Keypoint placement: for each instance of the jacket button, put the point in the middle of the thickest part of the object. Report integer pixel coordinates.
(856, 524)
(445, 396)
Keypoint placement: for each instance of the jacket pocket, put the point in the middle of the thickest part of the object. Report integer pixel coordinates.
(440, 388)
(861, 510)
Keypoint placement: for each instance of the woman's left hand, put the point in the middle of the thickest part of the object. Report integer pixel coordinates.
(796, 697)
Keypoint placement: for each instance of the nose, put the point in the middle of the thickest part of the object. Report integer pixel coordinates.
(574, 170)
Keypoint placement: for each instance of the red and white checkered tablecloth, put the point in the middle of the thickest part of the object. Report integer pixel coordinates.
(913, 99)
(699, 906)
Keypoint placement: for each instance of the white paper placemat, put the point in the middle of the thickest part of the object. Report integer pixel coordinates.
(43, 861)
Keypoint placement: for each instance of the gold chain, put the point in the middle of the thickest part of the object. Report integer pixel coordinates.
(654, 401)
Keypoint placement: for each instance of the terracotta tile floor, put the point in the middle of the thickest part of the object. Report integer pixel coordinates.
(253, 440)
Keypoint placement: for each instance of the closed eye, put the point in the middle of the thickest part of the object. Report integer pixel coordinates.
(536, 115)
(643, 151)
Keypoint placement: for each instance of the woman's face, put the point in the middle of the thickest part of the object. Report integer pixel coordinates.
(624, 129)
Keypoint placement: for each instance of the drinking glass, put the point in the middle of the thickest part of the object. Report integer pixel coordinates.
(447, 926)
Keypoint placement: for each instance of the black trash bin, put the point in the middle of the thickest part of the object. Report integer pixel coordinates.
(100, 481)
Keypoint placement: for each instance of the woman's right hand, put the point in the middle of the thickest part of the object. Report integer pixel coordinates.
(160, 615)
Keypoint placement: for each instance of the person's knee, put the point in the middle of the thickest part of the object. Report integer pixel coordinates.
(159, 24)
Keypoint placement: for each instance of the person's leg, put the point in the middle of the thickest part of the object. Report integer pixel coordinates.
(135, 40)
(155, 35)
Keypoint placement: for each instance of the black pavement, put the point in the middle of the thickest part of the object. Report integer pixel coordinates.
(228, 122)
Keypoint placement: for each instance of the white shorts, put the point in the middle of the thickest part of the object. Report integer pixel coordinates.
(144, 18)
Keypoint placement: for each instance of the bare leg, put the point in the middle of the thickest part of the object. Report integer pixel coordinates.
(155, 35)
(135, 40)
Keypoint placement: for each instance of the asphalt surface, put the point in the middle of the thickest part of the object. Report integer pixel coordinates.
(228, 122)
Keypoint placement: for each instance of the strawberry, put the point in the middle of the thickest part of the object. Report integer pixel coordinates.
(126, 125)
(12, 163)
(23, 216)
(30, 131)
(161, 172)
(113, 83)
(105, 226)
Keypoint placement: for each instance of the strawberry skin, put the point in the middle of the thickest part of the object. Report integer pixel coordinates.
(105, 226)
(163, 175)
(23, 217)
———
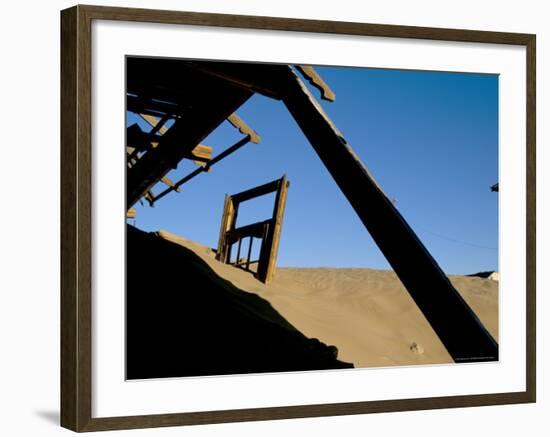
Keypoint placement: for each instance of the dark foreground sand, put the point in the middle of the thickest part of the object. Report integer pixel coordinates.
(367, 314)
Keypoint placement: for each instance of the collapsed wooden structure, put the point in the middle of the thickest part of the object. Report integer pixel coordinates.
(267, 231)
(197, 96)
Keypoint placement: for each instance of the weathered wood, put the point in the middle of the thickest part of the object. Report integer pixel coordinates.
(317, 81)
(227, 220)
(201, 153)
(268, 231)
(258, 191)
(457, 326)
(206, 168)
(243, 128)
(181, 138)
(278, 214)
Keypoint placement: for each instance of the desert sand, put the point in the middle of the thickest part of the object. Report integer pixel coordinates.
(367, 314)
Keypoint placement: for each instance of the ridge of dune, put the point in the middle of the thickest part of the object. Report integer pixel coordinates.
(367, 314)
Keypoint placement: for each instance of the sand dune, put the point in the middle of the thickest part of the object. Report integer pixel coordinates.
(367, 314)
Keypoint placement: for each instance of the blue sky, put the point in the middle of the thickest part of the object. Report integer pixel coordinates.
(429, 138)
———
Goal
Copy out every line in the listing above that contains the string "surface".

The completed task
Keypoint placement: for each instance of the asphalt surface, put the point in the middle of the thickest part of the object. Report integer pixel coordinates.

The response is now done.